Exercise brief:
Determine the count of lines containing "Target" in the entries below and return only that figure.

[Recorded data]

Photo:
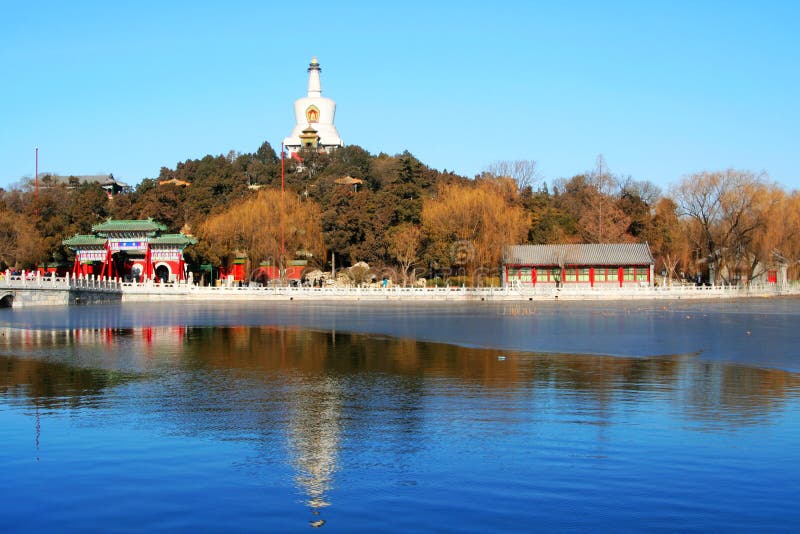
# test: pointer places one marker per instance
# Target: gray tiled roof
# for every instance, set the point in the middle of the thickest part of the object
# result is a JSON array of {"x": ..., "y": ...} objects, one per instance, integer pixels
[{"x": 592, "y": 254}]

==

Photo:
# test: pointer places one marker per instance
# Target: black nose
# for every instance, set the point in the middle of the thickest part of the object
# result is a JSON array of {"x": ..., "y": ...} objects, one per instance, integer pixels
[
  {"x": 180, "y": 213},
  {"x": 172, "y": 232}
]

Result for this task:
2